WHAT IS REQUIRED: Copy the article on Trump's poll numbers from "Presidential approval ratings" down to "during his second term.", substituting "voting public" for "electorate".

QUOTED PASSAGE:
On the one-year anniversary of President Donald Trump’s second inauguration, Steve Kornacki compares his poll numbers to those of his recent predecessors at similar points in their tenures. And our White House team runs through some other key numbers from Trump’s first year back in office.
Where Trump stands in the polls one year in
Exactly one year after his inauguration, President Donald Trump’s standing with the public is about as low as it’s been during this second term.
According to the Real Clear Politics national polling average, Trump’s approval rating sits at 42.4%. That’s barely above the 42.3% mark that he sank to at one point last November. And it’s a far cry from the early months of last year, when Trump actually enjoyed a net-positive rating. Now, with his disapproval at 55.6%, his popularity is well underwater.
This puts him in similar territory to where he was a year into his first term at the start of 2018. That year would end with Trump and his party suffering a midterm drubbing that flipped control of the House back to Democrats. His approval rating now is in range with other recent presidents who saw their party lose the House as well.
Presidential approval ratings one year into their terms

Meager numbers, of course, were a feature of Trump’s first term as well. He’s a polarizing figure who has never amassed broad popularity; only rarely across both terms has his approval average ticked above 50%. A large segment of the electorate — well over 40% — seems locked in against Trump, while another large chunk is locked in for him.
But there are some voters who fall between these two camps. And with them, Trump appears to have taken two significant hits during his second term.
The first came last fall. Just after Labor Day, Trump’s average approval hovered around 46%, but by the end of October it was closer to 42%. Given how much of the public is dug in one way or the other when it comes to Trump, that four-point drop was significant. And it came amid the government shutdown that Democrats precipitated — but that swing voters clearly held Trump and Republicans responsible for. The Democratic election victories in Virginia and New Jersey last November further confirmed this.

GIVEN INFORMATION:
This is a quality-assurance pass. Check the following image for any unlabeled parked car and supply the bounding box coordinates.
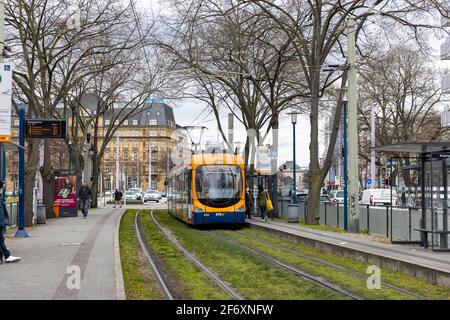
[329,190,344,203]
[143,189,161,203]
[360,189,397,206]
[128,188,144,200]
[297,193,308,203]
[124,190,139,200]
[320,194,333,203]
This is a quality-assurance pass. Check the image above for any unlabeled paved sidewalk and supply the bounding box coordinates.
[246,218,450,273]
[0,208,124,300]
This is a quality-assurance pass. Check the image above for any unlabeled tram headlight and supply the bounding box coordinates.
[194,206,205,212]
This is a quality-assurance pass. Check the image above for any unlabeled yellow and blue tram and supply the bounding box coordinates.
[167,153,245,225]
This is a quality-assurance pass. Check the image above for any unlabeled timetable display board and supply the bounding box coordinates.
[25,119,67,139]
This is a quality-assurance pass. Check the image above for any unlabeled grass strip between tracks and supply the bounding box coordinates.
[236,228,450,300]
[140,210,231,300]
[155,211,348,300]
[119,210,164,300]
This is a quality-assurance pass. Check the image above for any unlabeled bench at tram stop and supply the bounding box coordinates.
[413,228,450,249]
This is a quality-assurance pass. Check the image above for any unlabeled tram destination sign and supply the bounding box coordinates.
[25,119,67,139]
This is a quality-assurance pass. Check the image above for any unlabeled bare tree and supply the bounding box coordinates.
[359,44,448,184]
[246,0,450,224]
[5,0,148,225]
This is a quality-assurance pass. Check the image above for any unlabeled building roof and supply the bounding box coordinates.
[373,141,450,153]
[279,161,303,171]
[81,93,176,129]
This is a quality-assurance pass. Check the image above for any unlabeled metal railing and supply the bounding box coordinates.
[270,198,431,242]
[6,203,19,227]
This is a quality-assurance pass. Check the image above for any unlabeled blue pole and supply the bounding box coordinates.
[292,123,297,203]
[16,108,28,238]
[344,101,348,231]
[1,145,6,202]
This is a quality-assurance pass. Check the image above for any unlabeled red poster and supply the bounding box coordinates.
[54,176,77,210]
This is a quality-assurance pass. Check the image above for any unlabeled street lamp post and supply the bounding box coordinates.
[288,112,299,222]
[291,112,297,203]
[344,92,348,231]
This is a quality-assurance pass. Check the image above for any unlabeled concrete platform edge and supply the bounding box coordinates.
[114,210,127,300]
[248,223,450,288]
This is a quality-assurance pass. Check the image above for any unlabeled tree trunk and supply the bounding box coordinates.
[308,72,321,224]
[24,139,39,227]
[40,139,54,218]
[270,114,279,217]
[91,155,100,208]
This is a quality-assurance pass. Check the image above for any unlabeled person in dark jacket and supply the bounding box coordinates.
[114,189,123,208]
[78,182,92,219]
[0,181,20,263]
[245,188,253,219]
[258,185,267,221]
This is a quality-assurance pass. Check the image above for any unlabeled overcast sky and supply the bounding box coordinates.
[137,0,450,167]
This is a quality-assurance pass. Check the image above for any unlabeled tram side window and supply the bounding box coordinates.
[184,170,192,204]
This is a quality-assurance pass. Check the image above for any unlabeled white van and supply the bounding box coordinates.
[360,189,397,206]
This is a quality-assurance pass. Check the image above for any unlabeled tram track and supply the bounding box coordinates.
[134,210,175,300]
[134,210,175,300]
[150,211,245,300]
[234,231,432,300]
[210,231,364,300]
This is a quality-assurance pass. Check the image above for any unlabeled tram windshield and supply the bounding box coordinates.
[195,165,242,208]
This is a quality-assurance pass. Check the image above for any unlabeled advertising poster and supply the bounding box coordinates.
[255,146,272,174]
[54,175,77,217]
[0,63,12,142]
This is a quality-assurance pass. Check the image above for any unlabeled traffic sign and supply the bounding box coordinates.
[0,63,12,142]
[25,119,67,139]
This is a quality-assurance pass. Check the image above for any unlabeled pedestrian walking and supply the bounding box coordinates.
[78,182,92,219]
[258,185,267,221]
[114,189,123,208]
[409,192,416,208]
[245,188,253,219]
[0,181,20,264]
[402,190,406,208]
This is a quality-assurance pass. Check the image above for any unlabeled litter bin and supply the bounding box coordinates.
[53,203,59,218]
[36,204,46,224]
[288,203,300,222]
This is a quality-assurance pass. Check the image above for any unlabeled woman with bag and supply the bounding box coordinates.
[0,181,20,263]
[258,185,273,221]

FULL OUTPUT:
Presidential approval ratings one year into their terms

Meager numbers, of course, were a feature of Trump’s first term as well. He’s a polarizing figure who has never amassed broad popularity; only rarely across both terms has his approval average ticked above 50%. A large segment of the voting public — well over 40% — seems locked in against Trump, while another large chunk is locked in for him.
But there are some voters who fall between these two camps. And with them, Trump appears to have taken two significant hits during his second term.